╔══

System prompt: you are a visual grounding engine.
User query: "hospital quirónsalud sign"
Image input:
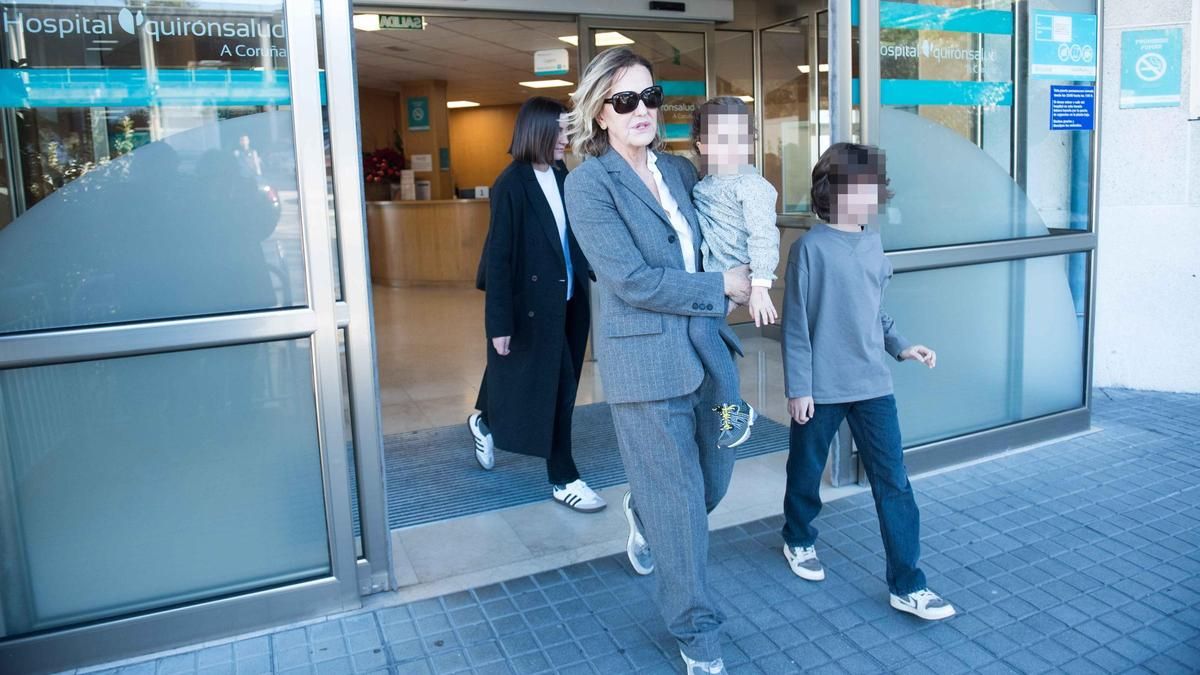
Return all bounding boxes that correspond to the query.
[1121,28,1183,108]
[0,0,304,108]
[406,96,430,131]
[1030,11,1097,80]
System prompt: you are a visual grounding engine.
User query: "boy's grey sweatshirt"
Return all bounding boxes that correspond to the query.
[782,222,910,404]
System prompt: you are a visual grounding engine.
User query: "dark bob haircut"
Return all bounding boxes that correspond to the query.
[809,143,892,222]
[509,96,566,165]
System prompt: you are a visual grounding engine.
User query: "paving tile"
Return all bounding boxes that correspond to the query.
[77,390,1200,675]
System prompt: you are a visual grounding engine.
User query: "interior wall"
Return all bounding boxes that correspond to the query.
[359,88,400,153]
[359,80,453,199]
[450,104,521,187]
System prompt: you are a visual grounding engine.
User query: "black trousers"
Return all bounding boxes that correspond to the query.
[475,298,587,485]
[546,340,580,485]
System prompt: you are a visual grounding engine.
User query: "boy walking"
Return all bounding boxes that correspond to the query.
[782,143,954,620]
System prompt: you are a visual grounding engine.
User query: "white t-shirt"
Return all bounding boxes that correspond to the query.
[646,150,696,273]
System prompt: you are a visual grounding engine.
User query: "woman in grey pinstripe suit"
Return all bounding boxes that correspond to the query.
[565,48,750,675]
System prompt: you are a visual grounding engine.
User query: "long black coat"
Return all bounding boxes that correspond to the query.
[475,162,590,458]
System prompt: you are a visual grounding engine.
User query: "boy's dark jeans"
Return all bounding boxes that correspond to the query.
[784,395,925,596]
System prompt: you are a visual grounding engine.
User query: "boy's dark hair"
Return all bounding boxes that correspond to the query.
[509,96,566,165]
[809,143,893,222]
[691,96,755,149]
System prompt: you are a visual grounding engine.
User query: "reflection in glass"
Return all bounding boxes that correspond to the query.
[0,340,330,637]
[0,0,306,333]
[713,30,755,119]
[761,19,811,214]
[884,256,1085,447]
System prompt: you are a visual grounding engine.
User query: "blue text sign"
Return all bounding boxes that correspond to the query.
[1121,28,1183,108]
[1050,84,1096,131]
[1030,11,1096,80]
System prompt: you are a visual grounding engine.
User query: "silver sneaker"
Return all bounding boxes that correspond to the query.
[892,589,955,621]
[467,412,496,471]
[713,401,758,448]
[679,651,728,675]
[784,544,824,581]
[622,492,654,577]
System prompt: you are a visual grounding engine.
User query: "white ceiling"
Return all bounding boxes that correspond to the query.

╚══

[EXERCISE DETAILS]: Please copy back, word for word, the lines of the data above, starting at its first line and ending at the line that contains "[782,222,910,404]", with both of those lines included. Leave the pictures out of your answer.

[EXERCISE SOLUTION]:
System prompt: you are a visual grounding engine.
User query: "hospital quirónsalud sign"
Image input:
Return all bounding boxes that correspond to the query.
[1121,28,1183,108]
[0,0,304,108]
[406,96,430,131]
[1030,11,1097,80]
System prompt: you are a visual grounding engine.
User query: "boy's grey sweatshirt"
Return all bounding boxes that correspond to the query.
[782,222,910,404]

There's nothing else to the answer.